[START]

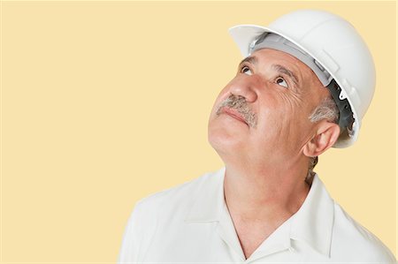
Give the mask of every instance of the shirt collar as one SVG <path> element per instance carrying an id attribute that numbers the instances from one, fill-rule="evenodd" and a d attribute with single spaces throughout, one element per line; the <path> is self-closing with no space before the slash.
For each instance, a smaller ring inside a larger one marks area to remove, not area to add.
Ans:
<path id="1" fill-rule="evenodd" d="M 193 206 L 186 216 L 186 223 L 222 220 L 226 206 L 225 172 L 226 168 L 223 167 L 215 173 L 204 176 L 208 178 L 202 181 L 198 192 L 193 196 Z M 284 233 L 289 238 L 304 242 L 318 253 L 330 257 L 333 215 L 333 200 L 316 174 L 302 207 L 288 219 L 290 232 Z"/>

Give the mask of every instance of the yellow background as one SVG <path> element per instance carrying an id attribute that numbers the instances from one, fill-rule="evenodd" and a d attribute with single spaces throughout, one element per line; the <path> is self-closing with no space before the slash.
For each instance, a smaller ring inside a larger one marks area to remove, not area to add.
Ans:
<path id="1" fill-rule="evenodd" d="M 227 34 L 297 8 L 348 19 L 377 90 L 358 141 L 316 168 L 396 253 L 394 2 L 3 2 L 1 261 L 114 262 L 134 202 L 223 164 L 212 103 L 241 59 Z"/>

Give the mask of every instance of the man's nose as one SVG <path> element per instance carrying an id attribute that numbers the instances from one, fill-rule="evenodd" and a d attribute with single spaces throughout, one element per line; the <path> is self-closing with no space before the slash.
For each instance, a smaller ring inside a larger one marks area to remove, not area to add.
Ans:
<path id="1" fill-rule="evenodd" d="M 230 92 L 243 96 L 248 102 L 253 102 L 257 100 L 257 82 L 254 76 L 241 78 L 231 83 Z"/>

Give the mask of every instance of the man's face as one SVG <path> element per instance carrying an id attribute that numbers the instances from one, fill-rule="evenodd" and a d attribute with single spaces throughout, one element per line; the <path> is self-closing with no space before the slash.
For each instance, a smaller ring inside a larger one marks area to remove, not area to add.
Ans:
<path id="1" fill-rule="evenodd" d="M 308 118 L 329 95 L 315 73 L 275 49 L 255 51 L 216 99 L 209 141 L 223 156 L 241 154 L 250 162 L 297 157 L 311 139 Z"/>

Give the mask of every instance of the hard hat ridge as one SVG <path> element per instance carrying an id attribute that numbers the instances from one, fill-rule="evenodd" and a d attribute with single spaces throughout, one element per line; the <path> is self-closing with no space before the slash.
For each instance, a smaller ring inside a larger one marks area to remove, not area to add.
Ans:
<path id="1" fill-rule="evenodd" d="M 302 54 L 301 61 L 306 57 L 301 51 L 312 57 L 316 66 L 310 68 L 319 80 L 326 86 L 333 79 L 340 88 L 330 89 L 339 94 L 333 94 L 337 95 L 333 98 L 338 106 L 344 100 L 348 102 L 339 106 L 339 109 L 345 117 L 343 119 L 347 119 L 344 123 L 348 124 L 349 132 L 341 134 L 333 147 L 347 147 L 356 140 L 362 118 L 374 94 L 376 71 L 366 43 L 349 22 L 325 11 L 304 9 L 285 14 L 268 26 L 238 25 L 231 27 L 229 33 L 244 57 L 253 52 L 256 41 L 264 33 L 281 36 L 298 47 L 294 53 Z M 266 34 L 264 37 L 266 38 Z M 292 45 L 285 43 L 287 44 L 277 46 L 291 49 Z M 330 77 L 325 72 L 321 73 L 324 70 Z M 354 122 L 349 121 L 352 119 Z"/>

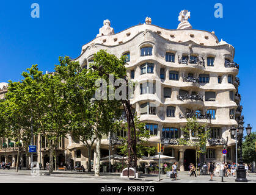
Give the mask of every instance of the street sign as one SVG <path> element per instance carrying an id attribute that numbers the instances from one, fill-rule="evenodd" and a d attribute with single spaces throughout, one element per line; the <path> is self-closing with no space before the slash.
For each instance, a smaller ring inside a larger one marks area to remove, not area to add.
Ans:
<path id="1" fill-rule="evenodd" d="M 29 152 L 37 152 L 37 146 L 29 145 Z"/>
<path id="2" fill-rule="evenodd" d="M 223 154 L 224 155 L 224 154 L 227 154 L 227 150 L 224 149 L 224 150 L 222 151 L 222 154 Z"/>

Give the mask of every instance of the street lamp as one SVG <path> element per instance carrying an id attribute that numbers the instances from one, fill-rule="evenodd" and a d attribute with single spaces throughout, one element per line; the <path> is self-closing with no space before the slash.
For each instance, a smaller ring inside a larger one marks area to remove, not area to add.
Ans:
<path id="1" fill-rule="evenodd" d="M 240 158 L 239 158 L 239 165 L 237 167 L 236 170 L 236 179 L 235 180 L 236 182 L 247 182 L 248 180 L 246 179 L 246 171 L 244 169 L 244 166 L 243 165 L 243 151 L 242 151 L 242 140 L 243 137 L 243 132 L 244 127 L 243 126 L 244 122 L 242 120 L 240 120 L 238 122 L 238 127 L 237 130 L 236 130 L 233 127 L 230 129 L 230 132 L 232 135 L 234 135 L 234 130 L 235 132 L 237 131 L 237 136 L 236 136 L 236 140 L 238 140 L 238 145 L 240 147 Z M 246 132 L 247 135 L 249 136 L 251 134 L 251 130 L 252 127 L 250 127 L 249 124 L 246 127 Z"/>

[END]
[START]

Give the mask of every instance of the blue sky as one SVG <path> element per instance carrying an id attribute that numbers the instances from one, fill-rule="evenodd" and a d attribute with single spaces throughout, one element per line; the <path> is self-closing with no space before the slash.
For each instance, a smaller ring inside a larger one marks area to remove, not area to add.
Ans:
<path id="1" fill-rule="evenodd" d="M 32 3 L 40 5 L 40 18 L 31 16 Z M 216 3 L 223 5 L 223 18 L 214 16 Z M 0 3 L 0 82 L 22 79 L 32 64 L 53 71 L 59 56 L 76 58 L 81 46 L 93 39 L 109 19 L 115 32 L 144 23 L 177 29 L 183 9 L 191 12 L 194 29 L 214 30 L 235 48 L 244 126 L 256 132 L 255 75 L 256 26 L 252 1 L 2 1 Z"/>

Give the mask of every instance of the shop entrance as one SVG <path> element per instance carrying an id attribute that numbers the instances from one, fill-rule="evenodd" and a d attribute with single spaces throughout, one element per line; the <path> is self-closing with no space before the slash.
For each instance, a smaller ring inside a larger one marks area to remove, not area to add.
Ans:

[END]

**OBJECTIVE:**
Write out the lines from the one with "Give the mask of every instance of the shirt" to the one with "193 206 L 186" again, swapping "shirt collar" for "jacket lapel" and leaving everything else as it is.

**REPLY TO THE TASK:**
Give the mask of every instance of the jacket lapel as one SVG <path> element per instance carrying an id attribute that numbers the instances from one, fill-rule="evenodd" and a d attribute with single spaces throughout, one element per line; the <path> is self-closing with no space before the slash.
For each instance, a smaller ring inside a larger one marks area to remove, not area to add.
Ans:
<path id="1" fill-rule="evenodd" d="M 193 206 L 186 216 L 186 223 L 222 220 L 226 206 L 225 172 L 226 168 L 223 167 L 215 173 L 204 176 L 208 178 L 202 181 L 198 192 L 193 196 Z M 284 233 L 289 238 L 304 242 L 318 253 L 330 257 L 333 215 L 333 200 L 316 174 L 302 207 L 288 219 L 290 232 Z"/>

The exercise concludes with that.